[THE EXERCISE] Copy out every item below word for word, but leave out the pictures.

## START

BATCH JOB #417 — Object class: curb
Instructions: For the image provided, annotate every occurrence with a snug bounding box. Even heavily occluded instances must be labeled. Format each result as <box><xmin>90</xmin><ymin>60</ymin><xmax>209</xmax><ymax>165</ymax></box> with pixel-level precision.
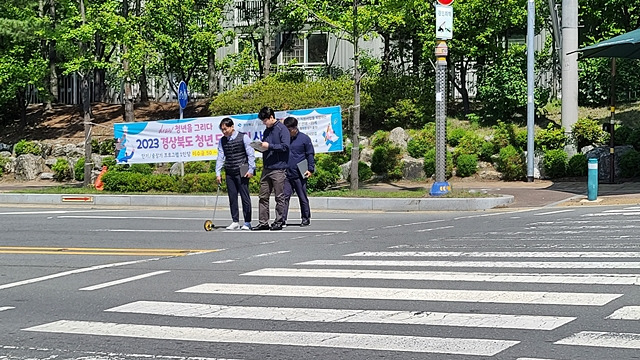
<box><xmin>0</xmin><ymin>193</ymin><xmax>514</xmax><ymax>211</ymax></box>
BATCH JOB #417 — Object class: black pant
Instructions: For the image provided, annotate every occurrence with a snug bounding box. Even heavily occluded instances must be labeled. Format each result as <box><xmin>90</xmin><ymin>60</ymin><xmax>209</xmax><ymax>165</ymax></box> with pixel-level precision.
<box><xmin>227</xmin><ymin>174</ymin><xmax>251</xmax><ymax>223</ymax></box>
<box><xmin>282</xmin><ymin>177</ymin><xmax>311</xmax><ymax>222</ymax></box>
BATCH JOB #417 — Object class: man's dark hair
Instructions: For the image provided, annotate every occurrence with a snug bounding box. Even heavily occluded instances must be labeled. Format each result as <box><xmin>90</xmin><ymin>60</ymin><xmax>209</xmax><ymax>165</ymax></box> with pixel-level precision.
<box><xmin>284</xmin><ymin>116</ymin><xmax>298</xmax><ymax>129</ymax></box>
<box><xmin>258</xmin><ymin>106</ymin><xmax>276</xmax><ymax>120</ymax></box>
<box><xmin>218</xmin><ymin>118</ymin><xmax>233</xmax><ymax>130</ymax></box>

## END

[OUTPUT FOR THIS EXERCISE]
BATCH JOB #417 — Object class: curb
Instructions: For the image provided, annotate every occurrence with a snug bounding box. Even heavily occluded instances must be labeled. Format each result as <box><xmin>90</xmin><ymin>60</ymin><xmax>209</xmax><ymax>165</ymax></box> with pixel-level precision.
<box><xmin>0</xmin><ymin>193</ymin><xmax>514</xmax><ymax>211</ymax></box>
BATCH JOB #417 — Object class: black pant
Instructions: For the image provided, annotate every occurrence with a snug bounding box. Even heavily occluded instances must be labeled. Format each result as <box><xmin>90</xmin><ymin>60</ymin><xmax>209</xmax><ymax>165</ymax></box> with pixel-level precision.
<box><xmin>227</xmin><ymin>174</ymin><xmax>251</xmax><ymax>223</ymax></box>
<box><xmin>282</xmin><ymin>177</ymin><xmax>311</xmax><ymax>222</ymax></box>
BATCH JOB #417 — Object class: man's dark hair
Instructions: For the image provided, annotate every occurrence with a snug bounding box. Even heavily occluded instances must be labeled. Format each result as <box><xmin>90</xmin><ymin>60</ymin><xmax>209</xmax><ymax>165</ymax></box> with pixel-level precision.
<box><xmin>284</xmin><ymin>116</ymin><xmax>298</xmax><ymax>129</ymax></box>
<box><xmin>258</xmin><ymin>106</ymin><xmax>276</xmax><ymax>120</ymax></box>
<box><xmin>218</xmin><ymin>118</ymin><xmax>233</xmax><ymax>130</ymax></box>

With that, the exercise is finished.